■ **TEXT SHOWN**
==============================
Several readers sent in a link to an op-ed in the NYTimes by novelist Mark Halprin, who lays out the argument for what amounts to perpetual copyright. He says that anything less is essentially an unfair public taking of property: "No good case exists for the inequality of real and intellectual property, because no good case can exist for treating with special disfavor the work of the spirit and the mind." This community can surely supply a plethora of arguments for the public domain, words which don't appear in the op-ed. In a similar vein, reader benesch sends us to the BBC for a tale of aging pop performers (virtually) serenading Parliament in favor of extending copyright for recording artists in the UK. Some performers are likely to outlive the current protections, now fixed at a mere 50 years.
Update: 05/20 22:50 GMT by KD : Podcaster writes to let us know that the copyright reform community is crafting a reply over at Lawrence Lessig's wiki.

16 of 547 comments (clear)

  1. what are you wacked? by Anonymous Coward · · Score: 5, Funny

    thats the stupidest fucking thing ive heard since i started at microsoft

    1. Re:what are you wacked? by bsane · · Score: 5, Informative

      Actually, I think I get the joke!

      This guy is known to write biting satire... Either that article is a fine example, or its one of the worst reasoned essays I've ever read.

    2. Re:what are you wacked? by Garridan · · Score: 5, Insightful

      Ex post facto. The copyright wouldn't be retroactive. However: suppose, for sake of argument, that Springer-Verlag owns the copyright to Andrew Wiles' proof of Fermat's last theorem. Wait a hundred years, or a thousand years. Springer-Verlag is long gone, Wiles' bloodline has died out, but the company was bought by a money-grubbing organization who sells copies for thousands of (insert futuristic monetary equivalent of a dollar here). Now, the mathematical community faces a situation similar to Microsoft suing the Linux community over patents. We need to re-prove, without copying, every major mathematical result once "owned" by Springer-Verlag, if we want them to be reasonably attainable.

      Perpetual copyrights are today's equivalent to burning down the Library at Alexandria.

    3. Re:what are you wacked? by narrowhouse · · Score: 5, Insightful

      Mr. Halprin may be a brilliant novelist, or he may be a over-hyped hack, but if he gets his wish, he will also be completely forgotten in 100 years. There would be very few 11 year old faces that would light up at the words "The Little Mermaid" if Andersen's copyright hadn't lapsed. Shakespeare wouldn't be considered a one of the great writers of all time if somewhere his work hadn't escaped the bounds of being property of a few people to instead become the property of the world. The Grey Seal is not at all well known, but if it was still under copyright you wouldn't be able to buy a book by Frank L. Packard at all because no publisher would want to spend the money to pay for it. Ideas live in minds, and books eventually take more space than they are worth to booksellers. If a story doesn't become part of the culture it dies.
==============================
■ **GIVEN INFORMATION**
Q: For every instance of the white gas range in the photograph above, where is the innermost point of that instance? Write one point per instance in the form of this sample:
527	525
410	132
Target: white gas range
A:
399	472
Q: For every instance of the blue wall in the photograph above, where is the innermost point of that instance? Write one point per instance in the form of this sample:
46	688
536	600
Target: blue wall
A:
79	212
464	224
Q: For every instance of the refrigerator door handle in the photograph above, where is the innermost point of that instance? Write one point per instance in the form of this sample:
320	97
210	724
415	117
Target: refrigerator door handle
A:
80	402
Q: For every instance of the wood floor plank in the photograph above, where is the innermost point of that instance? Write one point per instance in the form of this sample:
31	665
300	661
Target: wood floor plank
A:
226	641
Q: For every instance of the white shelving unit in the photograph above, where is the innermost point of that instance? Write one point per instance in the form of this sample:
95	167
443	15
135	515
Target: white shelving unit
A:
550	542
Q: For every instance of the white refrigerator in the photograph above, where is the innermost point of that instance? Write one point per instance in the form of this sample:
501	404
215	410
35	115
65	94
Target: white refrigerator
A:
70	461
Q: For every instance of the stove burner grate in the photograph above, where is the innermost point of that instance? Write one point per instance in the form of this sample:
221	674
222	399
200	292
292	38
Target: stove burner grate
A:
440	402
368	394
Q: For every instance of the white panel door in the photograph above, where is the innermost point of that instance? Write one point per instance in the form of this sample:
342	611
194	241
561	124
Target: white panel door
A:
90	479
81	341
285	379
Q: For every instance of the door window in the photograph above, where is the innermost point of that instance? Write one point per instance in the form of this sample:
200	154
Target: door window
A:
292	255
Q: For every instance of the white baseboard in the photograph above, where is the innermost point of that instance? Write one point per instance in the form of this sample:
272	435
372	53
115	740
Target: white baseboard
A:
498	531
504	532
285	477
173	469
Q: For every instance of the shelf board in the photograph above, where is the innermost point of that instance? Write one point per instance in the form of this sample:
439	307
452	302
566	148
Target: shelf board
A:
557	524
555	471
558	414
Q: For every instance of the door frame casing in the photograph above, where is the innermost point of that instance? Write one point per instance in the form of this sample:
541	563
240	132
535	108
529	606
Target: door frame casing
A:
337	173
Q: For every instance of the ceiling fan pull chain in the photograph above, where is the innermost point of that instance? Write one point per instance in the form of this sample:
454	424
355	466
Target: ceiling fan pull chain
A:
==============================
■ **PROBLEM DESCRIPTION**
Could you continue the perpetual copyright discussion above, starting right after its last sentence?

■ **OUTPUT OF THE TASK**
      If you want to keep control of an idea, don't tell anyone about it. Nothing the government can do will keep people from imagining that Harry Potter had one more adventure. Eventually an idea will grow beyond control no matter how strong the copyright laws are.

      --


      Insert pithy comment here.
    4. Re:what are you wacked? by WinterSolstice · · Score: 5, Insightful

      That's a retarded comment. Look how much was *lost* in the dark ages - hundreds of years of torment, torture, slavery, and having to rediscover even the most basic science.

      The point is not that we landed on the moon - the point is where would we be in the astronomers of Mesopotamia, Persia, Greece, and India had been able to work together since the beginning.

      Instead we have entire continents that went to fire and sword as one empire after another fell. With them fell their knowledge, their science, and their arts. Perpetual copyright is tanamount to having the most beautiful spouse in the world... but being unable to touch them or speak to them.

      --
      An operating system should be like a light switch... simple, effective, easy to use, and designed for everyone.
  2. There is no intellectual property by Anonymous Coward · · Score: 5, Insightful

    ...except for secrets. If you tell me something, it is no longer yours. Everything protection beyond that is a deliberate incentive to create, not a right. Prolonging copyright does not provide a bigger incentive. In my opinion, copyright is already extended too long to work as an incentive: If you can milk old stuff without end, why should you create new stuff?

    1. Re:There is no intellectual property by joe+155 · · Score: 5, Interesting

      I agree completely. I would just add a quote I heard some time ago...

      "If I have an apple and and you have an apple and we swap we will each have one apple. If I have an idea and you have an idea and we swap we now each have two ideas."

      Surely this is how intellectual "property" should work.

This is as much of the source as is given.